- [OBJECTIF DE L'EXERCICE] D'après l'extrait sur Lise Deharme, que souhaitait-elle que devienne son château de Montfleury avant sa mort ?

#### EXTRAIT

L'Immobilier d'Ici
Lise Deharme en 1962
Avec Hélène Rochas
Avec Jean Cocteau
Durant plusieurs années, l’écrivain Lise Deharme accueillit à Montfort, Picasso, Eluard, Dali, Aragon, Guitry, Cocteau... Avant sa mort, elle souhaitait que son château de Montfleury devienne un centre culturel voué au surréalisme.
A  Monfort en Chalosse, la demeure de Lise Deharme,
Comme tous les ans, à cette époque de l’année, le docteur Hitze ouvre  l’immense portail de sa propriété de Monfort. Derrière lui, la petite Lise manifeste son impatience. Précédant sa mère, elle court, jupe au vent,  dans le parc du château, respirant l’air pur de la Chalosse, admirant les gigantesques chênes devant lesquels elle se sent si petite. Elle aime cette vieille bâtisse dans laquelle sa famille vient passer les vacances d’été. Cette passion pour ce cadre enchanteur, dont elle fera, quelques années plus tard, la principale annexe de son salon parisien, ne se démentira jamais... Au fil des ans, la propriété familiale deviendra, par sa magie, un des hauts lieux du Surréalisme.

########
#### CONTENU DES DONNÉES

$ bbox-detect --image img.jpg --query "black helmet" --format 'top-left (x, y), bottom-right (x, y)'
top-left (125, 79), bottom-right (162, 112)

########

- [RÉSULTAT DE L'EXERCICE] Un centre culturel voué au surréalisme.